INT / Reproduktionsmedizin: Exzesse der Reproduktionstechnologie
IEF, 24.03.2021 – Fälle von durch IVF gezeugten Kindern, die der Obhut der Mutter entzogen werden, und im Stich gelassene Babys von Leihmüttern veranschaulichen erschreckende Dimensionen.
Neuerliche IVF trotz Kindesabnahme
Im Jahr 2010 brachte die damals 58-jährige Spanierin Mauricia Ibañez mit Hilfe einer In Vitro-Fertilisation eine Tochter zur Welt wie BioEdge berichtet. 2014 wurde ihr das Kind abgenommen und in die Obhut ihrer in Kanada lebenden Nichte übergeben. Sie sei „nicht in der Lage“ gewesen, sich um ihre Tochter zu kümmern, hatte das zuständige Gericht damals geurteilt. Dies hielt Ibañez jedoch nicht davon ab sich 2017 in einer amerikanischen IVF-Klinik erneut künstlich befruchten zu lassen. Im Alter von 64 Jahren brachte sie vergangenes Jahr schließlich Zwillinge zur Welt. Zehn Tage nach ihrer Heimkehr aus dem Krankenhaus, wo sie nach der Kaiserschnittgeburt einen Monat verbracht hatte, sahen die Behörden die Zwillinge „gefährdet“ und brachten sie – getrennt voneinander – in Pflegefamilien unter.

(Erfasste Daten)
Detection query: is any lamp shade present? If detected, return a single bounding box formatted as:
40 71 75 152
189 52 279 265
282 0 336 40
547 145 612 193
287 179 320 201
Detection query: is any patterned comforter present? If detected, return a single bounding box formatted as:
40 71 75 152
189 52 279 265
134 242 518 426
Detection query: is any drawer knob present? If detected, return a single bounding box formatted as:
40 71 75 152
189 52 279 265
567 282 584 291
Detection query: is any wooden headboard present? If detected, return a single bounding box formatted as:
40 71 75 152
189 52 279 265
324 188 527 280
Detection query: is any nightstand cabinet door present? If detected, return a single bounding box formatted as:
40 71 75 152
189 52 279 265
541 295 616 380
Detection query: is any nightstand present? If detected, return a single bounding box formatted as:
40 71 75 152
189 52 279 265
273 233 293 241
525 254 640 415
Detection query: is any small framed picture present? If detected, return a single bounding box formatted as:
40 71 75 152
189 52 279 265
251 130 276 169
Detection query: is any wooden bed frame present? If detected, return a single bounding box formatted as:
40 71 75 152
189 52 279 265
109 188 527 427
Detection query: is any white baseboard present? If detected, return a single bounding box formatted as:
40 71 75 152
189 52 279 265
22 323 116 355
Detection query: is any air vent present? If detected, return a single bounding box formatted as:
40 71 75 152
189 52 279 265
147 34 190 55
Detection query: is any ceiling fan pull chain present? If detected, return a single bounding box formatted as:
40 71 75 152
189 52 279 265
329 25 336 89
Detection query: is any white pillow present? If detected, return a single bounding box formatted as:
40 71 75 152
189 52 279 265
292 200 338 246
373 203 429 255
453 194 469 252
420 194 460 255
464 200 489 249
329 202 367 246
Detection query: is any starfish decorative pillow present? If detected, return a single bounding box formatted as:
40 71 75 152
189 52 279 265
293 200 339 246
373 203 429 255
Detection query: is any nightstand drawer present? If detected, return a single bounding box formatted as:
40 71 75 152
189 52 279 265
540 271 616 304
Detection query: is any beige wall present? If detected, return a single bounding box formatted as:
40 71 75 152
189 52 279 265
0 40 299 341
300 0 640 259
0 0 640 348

(Aufgabenstellung) Schreib den Text über Reproduktionsmedizin von „Neuerliche IVF trotz“ bis hinunter zu „in Pflegefamilien unter.“ noch einmal ab und tausche dabei „Zwillinge“ gegen „Drillinge“ aus.

(Ausgearbeitete Lösung)
Neuerliche IVF trotz Kindesabnahme
Im Jahr 2010 brachte die damals 58-jährige Spanierin Mauricia Ibañez mit Hilfe einer In Vitro-Fertilisation eine Tochter zur Welt wie BioEdge berichtet. 2014 wurde ihr das Kind abgenommen und in die Obhut ihrer in Kanada lebenden Nichte übergeben. Sie sei „nicht in der Lage“ gewesen, sich um ihre Tochter zu kümmern, hatte das zuständige Gericht damals geurteilt. Dies hielt Ibañez jedoch nicht davon ab sich 2017 in einer amerikanischen IVF-Klinik erneut künstlich befruchten zu lassen. Im Alter von 64 Jahren brachte sie vergangenes Jahr schließlich Drillinge zur Welt. Zehn Tage nach ihrer Heimkehr aus dem Krankenhaus, wo sie nach der Kaiserschnittgeburt einen Monat verbracht hatte, sahen die Behörden die Drillinge „gefährdet“ und brachten sie – getrennt voneinander – in Pflegefamilien unter.